Tareas |
1) En el texto sobre la autopromoción literaria, ¿qué autor quizá ha estado cerca de explicar en sus diarios cómo hizo para triunfar?
2) Reanuda el texto sobre la autopromoción literaria a partir de su última frase.

Cuando fui un genio del mal (IV): “Muy afanoso en la autopromoción”

Un hito deportivo que vengo esperando desde hace años es ése en el que un futbolista o un atleta o un ciclista de prestigio, al ser acusado de doping, dijera sin más: “Sí, lo hice. ¿Qué pasa?”. Pero ese “sí, qué pasa” no acaba de llegar, pues nadie se dopa y todo son errores y confusiones y, en fin, qué sabía uno.

Igualmente, en literatura es inconcebible que un autor veterano, al repasar su exitosa producción, y hasta sus posibilidades para el Nobel, después de detallarnos la mística con la que escribió todos sus libros y la fortuna que acompañó su recepción, añada apenas un puñado de palabras sobre la sociedad literaria y sus engranajes, y menos aún que diga: “Ahora les voy a explicar cómo hice para triunfar”, y entre en materia voluble y en picarescas. Quizá sólo José Saramago, en sus sonrojantes diarios, ha estado cerca de expresarlo.

"Goytisolo cuenta en su memoria En los reinos de taifa que enterado de que Jean Paul Sartre iba a prologar una obra de Fernando Arrabal, movió cielo y tierra para convencer al autor de La náusea de que Arrabal era un franquista"

(Extractos de un conjunto de datos de detección)
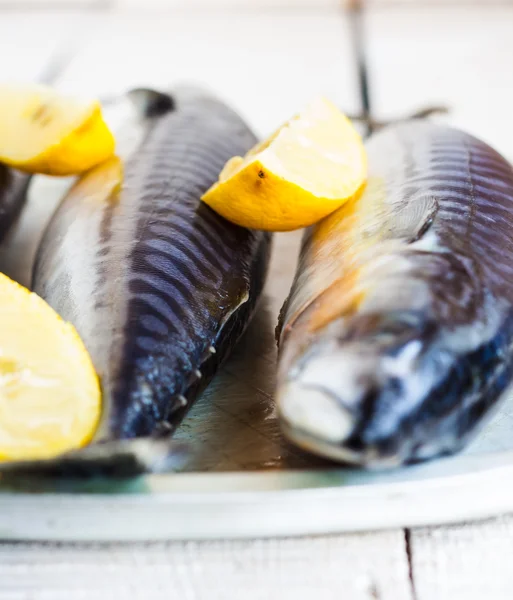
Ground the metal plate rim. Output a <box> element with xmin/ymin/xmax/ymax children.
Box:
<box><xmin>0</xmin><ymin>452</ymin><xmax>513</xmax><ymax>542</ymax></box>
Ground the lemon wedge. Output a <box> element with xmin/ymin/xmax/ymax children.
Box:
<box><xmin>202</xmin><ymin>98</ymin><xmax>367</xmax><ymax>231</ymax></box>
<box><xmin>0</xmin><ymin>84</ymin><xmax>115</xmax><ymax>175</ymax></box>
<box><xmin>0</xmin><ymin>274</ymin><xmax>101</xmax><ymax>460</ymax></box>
...
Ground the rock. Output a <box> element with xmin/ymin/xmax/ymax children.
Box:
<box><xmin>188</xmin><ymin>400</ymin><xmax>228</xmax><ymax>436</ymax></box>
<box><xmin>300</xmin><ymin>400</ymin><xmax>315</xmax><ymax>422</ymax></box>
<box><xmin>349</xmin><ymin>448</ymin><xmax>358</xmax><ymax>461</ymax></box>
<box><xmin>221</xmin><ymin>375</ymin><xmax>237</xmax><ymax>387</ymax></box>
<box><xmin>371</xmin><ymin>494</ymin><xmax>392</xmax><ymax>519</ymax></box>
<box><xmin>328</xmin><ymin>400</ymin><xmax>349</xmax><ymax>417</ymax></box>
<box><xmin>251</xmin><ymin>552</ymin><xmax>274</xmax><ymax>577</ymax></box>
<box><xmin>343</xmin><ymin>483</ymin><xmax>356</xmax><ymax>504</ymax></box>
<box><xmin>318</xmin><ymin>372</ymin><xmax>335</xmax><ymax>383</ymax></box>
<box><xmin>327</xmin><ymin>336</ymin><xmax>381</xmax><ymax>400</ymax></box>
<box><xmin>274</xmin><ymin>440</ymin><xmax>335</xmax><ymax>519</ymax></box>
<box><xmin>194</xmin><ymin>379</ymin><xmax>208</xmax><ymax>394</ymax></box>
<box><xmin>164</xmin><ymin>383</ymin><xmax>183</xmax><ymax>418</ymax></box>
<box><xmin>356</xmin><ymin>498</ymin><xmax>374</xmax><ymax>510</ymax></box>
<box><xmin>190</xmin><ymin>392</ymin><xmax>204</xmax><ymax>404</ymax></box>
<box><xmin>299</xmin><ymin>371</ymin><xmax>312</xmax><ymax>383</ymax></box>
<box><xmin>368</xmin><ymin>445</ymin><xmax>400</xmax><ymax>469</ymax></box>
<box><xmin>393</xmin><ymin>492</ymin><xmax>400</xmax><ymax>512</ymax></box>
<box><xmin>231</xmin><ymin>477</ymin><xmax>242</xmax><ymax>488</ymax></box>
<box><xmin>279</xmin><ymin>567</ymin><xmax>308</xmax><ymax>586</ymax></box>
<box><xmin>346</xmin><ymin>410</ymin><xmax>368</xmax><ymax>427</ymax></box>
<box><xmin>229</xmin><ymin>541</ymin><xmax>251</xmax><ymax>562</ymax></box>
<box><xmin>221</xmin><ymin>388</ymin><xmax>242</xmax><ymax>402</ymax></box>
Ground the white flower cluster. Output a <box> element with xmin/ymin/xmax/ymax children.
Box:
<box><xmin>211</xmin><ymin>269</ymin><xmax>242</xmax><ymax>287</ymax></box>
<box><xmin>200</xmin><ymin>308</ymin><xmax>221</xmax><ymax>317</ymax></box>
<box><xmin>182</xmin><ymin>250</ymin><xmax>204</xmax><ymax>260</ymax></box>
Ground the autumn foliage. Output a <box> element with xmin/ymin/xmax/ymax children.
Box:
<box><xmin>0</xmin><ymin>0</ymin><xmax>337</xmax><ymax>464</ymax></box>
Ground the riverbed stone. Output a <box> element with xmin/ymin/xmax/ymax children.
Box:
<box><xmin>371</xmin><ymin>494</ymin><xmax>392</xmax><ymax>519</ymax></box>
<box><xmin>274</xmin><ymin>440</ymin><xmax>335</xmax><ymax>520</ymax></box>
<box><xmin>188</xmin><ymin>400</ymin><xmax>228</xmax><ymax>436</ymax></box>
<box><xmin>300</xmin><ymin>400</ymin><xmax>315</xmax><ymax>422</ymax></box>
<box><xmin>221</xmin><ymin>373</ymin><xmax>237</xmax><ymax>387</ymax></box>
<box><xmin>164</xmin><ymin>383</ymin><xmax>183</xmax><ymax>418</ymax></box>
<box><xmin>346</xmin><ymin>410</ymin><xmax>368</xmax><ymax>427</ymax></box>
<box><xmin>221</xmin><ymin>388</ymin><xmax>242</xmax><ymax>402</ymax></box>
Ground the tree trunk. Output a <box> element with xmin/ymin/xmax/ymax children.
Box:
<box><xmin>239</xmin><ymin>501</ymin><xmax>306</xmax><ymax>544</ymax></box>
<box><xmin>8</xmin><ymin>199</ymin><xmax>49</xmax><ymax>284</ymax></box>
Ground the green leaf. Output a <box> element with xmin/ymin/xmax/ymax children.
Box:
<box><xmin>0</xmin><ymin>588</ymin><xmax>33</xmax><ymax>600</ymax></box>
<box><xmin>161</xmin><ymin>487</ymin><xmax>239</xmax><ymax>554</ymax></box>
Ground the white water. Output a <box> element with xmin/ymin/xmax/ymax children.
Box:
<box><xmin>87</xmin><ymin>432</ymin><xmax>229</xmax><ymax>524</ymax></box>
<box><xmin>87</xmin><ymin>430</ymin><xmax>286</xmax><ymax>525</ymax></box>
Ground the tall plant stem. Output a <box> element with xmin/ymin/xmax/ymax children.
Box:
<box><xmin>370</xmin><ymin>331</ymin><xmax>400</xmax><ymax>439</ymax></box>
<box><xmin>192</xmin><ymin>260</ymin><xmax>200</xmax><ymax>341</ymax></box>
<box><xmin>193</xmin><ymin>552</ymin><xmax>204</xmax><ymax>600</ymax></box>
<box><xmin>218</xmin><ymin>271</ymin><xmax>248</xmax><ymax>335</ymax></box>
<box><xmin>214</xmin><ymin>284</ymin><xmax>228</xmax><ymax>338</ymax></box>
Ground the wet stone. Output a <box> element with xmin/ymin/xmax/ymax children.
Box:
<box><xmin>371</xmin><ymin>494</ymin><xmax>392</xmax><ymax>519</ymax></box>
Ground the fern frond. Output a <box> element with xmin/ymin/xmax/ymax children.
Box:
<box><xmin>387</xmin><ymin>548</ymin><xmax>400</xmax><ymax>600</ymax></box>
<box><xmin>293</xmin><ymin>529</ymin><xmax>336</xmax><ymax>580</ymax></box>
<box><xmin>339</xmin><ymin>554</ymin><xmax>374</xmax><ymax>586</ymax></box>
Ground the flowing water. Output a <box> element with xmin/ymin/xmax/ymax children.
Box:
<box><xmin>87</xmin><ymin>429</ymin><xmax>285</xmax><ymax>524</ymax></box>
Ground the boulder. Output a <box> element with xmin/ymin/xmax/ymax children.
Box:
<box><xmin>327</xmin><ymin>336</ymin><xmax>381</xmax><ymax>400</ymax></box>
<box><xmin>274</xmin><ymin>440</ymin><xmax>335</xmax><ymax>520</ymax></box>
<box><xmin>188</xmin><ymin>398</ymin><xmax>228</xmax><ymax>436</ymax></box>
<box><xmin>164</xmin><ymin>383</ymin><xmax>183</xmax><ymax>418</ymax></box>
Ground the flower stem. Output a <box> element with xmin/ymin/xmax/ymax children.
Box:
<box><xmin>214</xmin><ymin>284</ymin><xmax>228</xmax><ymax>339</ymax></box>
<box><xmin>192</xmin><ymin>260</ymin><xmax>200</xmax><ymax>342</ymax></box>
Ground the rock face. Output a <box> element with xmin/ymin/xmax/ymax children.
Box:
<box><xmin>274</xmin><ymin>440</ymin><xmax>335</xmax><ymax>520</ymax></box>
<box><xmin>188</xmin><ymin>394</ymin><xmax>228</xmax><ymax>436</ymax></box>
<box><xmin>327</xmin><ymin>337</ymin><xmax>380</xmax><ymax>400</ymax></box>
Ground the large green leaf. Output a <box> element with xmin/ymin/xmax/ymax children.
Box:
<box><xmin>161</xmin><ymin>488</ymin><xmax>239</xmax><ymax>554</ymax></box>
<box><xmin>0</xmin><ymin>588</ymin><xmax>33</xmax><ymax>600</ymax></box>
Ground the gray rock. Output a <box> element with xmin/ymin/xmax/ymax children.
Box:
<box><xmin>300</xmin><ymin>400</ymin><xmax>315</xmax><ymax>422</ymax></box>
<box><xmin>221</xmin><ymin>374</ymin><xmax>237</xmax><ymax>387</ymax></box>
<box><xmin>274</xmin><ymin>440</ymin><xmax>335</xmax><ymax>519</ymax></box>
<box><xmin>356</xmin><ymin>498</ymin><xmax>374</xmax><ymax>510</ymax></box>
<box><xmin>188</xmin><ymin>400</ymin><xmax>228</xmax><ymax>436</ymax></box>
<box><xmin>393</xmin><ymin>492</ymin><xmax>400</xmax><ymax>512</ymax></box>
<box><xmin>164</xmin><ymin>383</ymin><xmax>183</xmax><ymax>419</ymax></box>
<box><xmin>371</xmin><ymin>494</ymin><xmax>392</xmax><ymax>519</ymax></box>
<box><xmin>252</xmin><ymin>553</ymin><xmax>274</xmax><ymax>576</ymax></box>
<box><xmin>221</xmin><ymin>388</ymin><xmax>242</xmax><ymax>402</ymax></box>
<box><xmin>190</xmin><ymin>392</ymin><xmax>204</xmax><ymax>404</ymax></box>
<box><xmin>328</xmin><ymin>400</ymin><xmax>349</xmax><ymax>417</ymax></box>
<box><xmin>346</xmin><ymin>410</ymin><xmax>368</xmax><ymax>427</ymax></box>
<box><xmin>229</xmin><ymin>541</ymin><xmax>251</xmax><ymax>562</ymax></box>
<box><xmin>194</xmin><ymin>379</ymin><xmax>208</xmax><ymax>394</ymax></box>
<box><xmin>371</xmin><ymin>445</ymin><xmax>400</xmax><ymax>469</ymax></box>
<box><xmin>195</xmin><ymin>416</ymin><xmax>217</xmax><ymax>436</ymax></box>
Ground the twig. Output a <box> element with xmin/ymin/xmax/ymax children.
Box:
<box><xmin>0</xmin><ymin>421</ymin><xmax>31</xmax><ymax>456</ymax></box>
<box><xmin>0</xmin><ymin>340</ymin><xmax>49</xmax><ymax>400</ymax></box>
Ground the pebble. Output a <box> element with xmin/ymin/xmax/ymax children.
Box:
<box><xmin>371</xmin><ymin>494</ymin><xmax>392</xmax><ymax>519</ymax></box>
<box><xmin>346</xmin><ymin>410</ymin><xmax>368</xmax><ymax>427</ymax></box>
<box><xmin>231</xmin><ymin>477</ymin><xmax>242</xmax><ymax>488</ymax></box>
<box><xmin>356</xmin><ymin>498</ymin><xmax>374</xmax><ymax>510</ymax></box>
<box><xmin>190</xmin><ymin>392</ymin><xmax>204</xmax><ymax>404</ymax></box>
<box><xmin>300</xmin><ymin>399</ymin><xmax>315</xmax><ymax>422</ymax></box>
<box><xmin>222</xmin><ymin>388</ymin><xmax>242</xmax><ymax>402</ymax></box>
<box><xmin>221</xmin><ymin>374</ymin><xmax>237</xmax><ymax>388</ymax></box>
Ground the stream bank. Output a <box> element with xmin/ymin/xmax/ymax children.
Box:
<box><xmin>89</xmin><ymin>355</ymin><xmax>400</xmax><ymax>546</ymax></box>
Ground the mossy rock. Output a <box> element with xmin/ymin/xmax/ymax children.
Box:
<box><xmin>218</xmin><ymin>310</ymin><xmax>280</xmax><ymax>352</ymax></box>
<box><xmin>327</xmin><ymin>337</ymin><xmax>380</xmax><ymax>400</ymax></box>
--
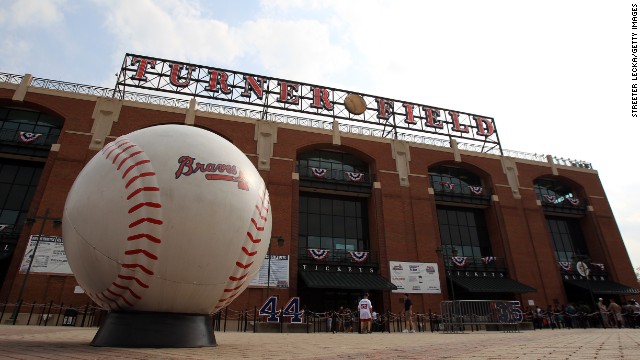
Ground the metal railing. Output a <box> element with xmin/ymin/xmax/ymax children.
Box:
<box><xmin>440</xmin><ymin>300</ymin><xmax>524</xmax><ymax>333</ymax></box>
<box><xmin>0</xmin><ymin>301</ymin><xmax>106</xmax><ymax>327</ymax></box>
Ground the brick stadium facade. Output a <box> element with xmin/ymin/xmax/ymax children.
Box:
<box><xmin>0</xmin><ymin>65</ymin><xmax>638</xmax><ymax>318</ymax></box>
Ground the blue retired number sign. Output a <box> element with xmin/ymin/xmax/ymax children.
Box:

Respuestas por tarea |
1) José Saramago.

2)
Salvo el simpático caso de Lawrence Sterne, que escribió elogios de su propia obra Tristram Shandy y los hizo enviar por una actriz famosa, como si fueran de ella, a un crítico reputado, por ver de influirle en el juicio sobre su novela, no quedan muchas huellas de esta obsesión por el éxito que a tantos escritores les hace maniobrar con descaro sibilino. Sí quedan, sin embargo, testimonios contrarios. Así, Max Aub escribió: “No sirvo para la publicidad. Carlos Fuentes o Juan Goytisolo son de otra generación y estilo: se han educado en un mundo donde la mercadotecnia es tan importante como lo que más”. Esta apreciación me hace recordar lo que el propio Goytisolo cuenta en su memoria En los reinos de taifa: enterado de que Jean Paul Sartre iba a prologar una obra de Fernando Arrabal, movió cielo y tierra para convencer al autor de La náusea de que Arrabal era un franquista nauseabundo, consiguiendo al cabo que no le firmara el proemio. Que Goytisolo contara esto me produce tanta repugnancia como admiración.

Tampoco muy decente parece que fuera César González-Ruano (acabo de acordarme, a su vez), y en sus memorias confiesa que iba al Ateneo a montar el pollo en las charlas para “hacerse un nombre”, porque, cuando se es joven —afirma y justifica— esto es fundamental.

Por su parte, Andrés Trapiello se sitúa en el bando mojigato: “Uno, de joven, nunca fue a ninguna conferencia, ni abordó a ningún escritor viejo ni le llevó sus primeros libros”, afirmación que suscribo y que, por lo demás, es fácil de demoler: muestren, quienes los tengan si los tienen, los libros que Trapiello sí les llevó, o yo mismo. 

Sale gratis 

"Que alguien que se arrastra por todas las presentaciones y fiestas babeando de mujer en mujer te califique de machista es sólo una cabriola más de la siempre alegre paradoja"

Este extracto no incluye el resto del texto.